**Exercise objective**
From the article on renting out a room, extract the passage between "Man handing keys" and "order of fries.", inclusive, and copy it word for word.

**Text under study**
☆ ☆ ☆

The perils and pitfalls of renting out a room

If you thought renting out a room was a simple way to make money you’ve clearly not kept up with Australia’s tax regime, as this slightly irreverent but accurate take on the situation reveals.

Man handing keys and rental agreement
It may seem an easy way to create a passive income, but there are complicated tax-related consequences to renting out a room. Photo: Shutterstock (Image source:

If you thought renting out a room was a simple way to make money, you’ve clearly not kept up with Australia’s tax regime. 

The only thing missing from the ATO’s mathematical paroxysms on the subject are some logarithms and a side order of fries. 

With people across the country looking for new ways to generate income as employment dries up and the economy submerges into a deep recession, some homeowners have turned to their biggest asset as a potential life buoy. 

Renting out a spare room or forsaking the home office to get a tenant in on a short or longer term basis seems like a fairly straight forward way of earning some extra dollars. 

But Australia’s tax system is regarded as one of the most complex in the world, as any expatriate or overseas resident who has completed a comparatively simple tax return elsewhere can attest.

☆ ☆ ☆

**Entries supplied**
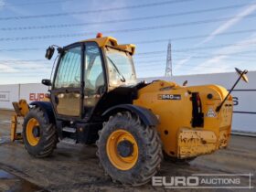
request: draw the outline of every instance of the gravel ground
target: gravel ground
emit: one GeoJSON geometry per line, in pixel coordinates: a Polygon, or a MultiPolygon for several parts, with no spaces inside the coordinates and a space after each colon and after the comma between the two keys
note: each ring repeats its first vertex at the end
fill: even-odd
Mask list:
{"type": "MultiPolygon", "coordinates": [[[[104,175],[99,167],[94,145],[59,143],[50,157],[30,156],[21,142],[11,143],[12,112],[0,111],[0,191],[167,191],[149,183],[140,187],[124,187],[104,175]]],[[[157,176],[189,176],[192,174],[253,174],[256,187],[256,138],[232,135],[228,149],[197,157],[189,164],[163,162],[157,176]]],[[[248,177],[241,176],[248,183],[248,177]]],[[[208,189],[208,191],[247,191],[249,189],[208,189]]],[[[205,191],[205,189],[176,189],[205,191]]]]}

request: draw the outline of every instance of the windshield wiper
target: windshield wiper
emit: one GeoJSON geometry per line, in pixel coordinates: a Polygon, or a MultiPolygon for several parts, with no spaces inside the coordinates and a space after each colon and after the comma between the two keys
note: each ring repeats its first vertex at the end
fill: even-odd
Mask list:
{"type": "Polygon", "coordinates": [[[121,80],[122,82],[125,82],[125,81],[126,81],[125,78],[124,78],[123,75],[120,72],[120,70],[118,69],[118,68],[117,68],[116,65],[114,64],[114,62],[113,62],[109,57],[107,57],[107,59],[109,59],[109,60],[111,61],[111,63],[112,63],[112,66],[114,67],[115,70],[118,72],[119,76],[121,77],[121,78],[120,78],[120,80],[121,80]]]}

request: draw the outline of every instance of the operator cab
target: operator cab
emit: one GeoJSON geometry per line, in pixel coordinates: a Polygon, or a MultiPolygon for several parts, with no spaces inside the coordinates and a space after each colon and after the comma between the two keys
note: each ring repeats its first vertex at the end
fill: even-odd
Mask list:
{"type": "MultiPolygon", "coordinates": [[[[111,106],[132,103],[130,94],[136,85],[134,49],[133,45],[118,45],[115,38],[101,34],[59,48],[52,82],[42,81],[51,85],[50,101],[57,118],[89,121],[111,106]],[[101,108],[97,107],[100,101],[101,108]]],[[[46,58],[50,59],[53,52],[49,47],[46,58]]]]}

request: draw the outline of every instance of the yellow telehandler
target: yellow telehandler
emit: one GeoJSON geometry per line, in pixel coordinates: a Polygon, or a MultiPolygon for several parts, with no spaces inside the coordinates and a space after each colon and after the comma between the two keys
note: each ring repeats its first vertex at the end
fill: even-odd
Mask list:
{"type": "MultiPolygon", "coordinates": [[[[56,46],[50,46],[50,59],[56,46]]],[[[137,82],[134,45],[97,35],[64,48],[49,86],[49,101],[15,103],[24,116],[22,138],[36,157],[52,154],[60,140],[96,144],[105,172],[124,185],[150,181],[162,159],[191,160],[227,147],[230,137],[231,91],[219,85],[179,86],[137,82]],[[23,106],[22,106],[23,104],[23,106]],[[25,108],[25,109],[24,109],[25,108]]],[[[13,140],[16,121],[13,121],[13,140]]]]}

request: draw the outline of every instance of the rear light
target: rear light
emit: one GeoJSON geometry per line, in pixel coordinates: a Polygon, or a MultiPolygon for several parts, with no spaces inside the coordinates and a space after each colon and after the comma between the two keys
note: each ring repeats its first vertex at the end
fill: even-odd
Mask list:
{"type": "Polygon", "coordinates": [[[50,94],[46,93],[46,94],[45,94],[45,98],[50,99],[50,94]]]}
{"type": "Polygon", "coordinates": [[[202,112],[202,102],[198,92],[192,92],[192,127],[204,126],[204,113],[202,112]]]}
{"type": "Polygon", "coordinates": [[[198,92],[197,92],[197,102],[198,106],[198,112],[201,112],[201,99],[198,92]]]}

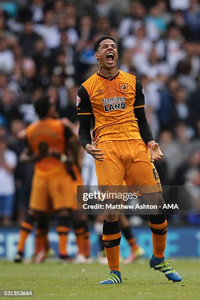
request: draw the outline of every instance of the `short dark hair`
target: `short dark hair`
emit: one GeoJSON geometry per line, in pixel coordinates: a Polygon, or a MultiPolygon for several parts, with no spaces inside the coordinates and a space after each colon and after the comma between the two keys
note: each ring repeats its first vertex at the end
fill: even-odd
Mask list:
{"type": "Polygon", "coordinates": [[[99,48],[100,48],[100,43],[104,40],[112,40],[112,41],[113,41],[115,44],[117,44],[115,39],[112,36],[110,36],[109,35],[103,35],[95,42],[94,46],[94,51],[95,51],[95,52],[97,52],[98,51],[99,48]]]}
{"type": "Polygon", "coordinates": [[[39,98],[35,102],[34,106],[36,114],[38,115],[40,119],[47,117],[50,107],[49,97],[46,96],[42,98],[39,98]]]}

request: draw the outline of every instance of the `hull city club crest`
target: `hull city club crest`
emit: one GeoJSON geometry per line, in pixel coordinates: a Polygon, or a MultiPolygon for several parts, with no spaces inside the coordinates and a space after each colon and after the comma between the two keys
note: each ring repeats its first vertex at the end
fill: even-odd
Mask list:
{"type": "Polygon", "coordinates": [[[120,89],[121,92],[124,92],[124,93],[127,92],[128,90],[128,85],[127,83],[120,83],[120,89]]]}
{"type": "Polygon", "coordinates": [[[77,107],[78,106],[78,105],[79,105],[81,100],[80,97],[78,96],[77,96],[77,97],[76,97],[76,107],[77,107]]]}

☆ ☆ ☆

**The answer**
Man handing keys and rental agreement
It may seem an easy way to create a passive income, but there are complicated tax-related consequences to renting out a room. Photo: Shutterstock (Image source:

If you thought renting out a room was a simple way to make money, you’ve clearly not kept up with Australia’s tax regime. 

The only thing missing from the ATO’s mathematical paroxysms on the subject are some logarithms and a side order of fries.